MATERIALS PROVIDED

-----

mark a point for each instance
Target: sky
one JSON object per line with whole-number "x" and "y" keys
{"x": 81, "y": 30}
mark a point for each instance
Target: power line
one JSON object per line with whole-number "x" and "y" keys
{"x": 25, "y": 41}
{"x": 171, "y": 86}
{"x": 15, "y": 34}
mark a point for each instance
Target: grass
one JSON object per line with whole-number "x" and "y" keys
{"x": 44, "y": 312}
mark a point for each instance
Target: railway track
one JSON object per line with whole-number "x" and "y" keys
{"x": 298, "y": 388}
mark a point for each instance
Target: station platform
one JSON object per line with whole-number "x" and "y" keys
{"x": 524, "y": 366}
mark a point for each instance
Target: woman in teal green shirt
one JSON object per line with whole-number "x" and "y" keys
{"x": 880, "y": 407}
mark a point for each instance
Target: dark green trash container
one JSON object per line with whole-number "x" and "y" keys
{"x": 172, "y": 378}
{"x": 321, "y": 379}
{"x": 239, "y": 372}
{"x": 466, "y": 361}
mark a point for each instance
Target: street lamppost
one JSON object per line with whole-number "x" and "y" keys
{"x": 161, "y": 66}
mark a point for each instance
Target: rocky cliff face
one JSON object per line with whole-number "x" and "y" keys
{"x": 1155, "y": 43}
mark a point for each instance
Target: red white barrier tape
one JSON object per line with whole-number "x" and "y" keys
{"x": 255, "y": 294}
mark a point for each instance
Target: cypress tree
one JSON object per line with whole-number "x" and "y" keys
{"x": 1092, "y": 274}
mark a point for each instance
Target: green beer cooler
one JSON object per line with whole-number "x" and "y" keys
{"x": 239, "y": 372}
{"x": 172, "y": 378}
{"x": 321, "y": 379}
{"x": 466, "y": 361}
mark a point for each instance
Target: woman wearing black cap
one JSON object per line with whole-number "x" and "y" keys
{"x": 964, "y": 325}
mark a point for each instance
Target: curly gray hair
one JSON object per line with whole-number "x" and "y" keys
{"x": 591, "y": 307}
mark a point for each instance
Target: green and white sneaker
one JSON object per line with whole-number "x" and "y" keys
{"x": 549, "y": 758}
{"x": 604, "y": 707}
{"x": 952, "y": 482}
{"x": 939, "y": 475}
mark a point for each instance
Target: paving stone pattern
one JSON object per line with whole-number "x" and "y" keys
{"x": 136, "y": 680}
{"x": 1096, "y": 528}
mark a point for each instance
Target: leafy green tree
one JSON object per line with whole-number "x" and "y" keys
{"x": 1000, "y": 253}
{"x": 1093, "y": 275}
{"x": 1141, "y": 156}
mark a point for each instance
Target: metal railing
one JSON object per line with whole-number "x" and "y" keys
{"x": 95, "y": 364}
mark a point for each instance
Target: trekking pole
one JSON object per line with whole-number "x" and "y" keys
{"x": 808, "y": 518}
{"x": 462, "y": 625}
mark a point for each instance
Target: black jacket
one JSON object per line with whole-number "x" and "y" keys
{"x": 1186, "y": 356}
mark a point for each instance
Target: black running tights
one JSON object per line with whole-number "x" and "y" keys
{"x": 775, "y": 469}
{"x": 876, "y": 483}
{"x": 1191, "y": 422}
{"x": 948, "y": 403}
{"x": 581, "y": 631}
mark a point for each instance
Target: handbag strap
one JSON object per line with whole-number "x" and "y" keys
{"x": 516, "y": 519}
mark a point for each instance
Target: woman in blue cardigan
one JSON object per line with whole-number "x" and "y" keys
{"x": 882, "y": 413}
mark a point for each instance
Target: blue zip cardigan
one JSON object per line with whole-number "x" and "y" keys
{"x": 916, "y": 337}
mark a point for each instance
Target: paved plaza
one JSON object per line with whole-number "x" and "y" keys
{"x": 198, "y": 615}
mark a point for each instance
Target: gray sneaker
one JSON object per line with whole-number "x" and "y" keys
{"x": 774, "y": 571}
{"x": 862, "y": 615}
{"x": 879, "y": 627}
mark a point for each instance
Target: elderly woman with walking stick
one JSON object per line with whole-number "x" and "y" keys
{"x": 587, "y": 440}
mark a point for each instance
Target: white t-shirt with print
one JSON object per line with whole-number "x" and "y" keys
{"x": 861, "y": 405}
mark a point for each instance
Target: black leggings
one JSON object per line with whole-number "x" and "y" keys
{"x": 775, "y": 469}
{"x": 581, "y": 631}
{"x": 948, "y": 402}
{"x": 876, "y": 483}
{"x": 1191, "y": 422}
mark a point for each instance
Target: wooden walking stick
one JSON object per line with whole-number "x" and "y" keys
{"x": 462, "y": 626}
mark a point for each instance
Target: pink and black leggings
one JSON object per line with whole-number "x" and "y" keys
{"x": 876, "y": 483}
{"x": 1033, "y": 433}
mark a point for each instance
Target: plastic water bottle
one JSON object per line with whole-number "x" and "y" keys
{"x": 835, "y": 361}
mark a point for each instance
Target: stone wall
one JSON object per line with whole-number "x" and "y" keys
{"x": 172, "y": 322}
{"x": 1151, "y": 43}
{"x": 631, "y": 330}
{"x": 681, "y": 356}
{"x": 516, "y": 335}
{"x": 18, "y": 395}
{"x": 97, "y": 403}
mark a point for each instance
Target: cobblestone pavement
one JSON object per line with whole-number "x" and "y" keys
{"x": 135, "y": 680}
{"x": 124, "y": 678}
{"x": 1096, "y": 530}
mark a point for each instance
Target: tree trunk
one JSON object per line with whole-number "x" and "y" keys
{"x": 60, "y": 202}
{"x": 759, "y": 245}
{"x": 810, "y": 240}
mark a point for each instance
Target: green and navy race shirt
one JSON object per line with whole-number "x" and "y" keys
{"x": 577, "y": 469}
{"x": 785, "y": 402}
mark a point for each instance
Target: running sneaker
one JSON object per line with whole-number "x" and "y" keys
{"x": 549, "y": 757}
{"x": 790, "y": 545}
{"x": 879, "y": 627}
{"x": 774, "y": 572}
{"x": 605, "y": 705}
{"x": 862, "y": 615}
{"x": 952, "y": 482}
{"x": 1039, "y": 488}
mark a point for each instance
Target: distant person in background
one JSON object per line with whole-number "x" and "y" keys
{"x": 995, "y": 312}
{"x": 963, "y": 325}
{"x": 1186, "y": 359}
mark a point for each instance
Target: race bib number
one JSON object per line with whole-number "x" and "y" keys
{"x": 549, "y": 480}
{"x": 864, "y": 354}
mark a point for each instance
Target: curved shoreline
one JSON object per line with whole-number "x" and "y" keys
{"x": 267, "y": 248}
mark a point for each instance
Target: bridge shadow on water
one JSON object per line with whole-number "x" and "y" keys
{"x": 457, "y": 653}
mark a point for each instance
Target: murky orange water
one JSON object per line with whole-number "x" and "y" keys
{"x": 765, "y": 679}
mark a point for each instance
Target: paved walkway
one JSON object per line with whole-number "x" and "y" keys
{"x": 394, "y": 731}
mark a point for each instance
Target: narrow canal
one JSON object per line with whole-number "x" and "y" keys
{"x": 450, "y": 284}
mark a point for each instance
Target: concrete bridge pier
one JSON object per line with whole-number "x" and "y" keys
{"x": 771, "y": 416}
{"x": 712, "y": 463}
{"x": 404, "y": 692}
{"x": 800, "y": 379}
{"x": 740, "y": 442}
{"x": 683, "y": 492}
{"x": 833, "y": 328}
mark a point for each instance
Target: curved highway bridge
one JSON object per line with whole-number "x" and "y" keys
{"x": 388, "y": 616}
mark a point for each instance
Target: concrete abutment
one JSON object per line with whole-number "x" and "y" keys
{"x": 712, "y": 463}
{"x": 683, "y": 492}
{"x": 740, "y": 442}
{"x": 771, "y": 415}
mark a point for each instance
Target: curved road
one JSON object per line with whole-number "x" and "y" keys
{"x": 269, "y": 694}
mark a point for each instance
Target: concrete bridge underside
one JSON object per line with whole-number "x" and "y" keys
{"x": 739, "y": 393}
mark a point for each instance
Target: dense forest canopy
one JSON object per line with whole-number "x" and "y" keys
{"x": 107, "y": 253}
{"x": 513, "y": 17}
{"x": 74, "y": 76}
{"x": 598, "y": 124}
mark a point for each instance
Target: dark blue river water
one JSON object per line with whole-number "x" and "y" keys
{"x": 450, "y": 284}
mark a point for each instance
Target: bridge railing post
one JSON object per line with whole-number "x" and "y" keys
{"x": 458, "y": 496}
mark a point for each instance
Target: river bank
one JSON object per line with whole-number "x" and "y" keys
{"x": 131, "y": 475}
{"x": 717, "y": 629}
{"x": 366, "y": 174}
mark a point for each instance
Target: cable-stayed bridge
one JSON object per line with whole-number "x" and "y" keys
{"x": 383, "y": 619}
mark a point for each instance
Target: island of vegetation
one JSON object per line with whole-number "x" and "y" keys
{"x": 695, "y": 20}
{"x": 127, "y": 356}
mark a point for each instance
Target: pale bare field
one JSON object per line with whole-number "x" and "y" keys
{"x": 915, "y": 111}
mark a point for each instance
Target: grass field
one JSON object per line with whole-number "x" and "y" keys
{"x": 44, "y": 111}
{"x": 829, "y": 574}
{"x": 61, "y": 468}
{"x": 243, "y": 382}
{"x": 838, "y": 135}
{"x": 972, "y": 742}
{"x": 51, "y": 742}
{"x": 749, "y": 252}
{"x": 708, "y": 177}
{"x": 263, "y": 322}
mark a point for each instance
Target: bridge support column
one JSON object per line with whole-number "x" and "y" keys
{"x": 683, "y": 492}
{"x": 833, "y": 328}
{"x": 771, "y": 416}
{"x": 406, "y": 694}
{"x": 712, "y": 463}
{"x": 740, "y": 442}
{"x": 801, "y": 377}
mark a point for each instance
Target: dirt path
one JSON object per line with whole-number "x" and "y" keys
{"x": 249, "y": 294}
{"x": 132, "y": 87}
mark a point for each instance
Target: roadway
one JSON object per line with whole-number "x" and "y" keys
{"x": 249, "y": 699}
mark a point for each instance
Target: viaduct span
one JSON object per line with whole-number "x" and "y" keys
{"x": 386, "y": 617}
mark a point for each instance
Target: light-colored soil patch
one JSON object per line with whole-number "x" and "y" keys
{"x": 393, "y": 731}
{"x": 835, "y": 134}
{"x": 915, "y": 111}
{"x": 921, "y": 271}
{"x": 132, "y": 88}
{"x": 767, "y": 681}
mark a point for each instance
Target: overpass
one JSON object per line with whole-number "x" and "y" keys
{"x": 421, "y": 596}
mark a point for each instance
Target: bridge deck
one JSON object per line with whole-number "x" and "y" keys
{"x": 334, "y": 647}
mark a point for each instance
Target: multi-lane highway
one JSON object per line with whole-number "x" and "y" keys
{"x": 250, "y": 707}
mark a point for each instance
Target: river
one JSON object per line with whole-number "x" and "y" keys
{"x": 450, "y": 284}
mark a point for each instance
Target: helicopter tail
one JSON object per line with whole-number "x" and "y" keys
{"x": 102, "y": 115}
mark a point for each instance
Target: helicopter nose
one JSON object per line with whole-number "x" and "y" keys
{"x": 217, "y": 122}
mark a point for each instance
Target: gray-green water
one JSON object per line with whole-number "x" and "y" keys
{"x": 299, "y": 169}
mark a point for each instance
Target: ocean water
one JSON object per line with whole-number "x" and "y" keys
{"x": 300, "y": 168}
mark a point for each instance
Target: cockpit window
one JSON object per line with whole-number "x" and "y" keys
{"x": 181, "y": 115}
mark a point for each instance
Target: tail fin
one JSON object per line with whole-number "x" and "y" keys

-----

Find every line in the entries above that contains the word "paved", and copy each of those lines in full. Matching is case-sensitive.

Target: paved plaza
Target: paved walkway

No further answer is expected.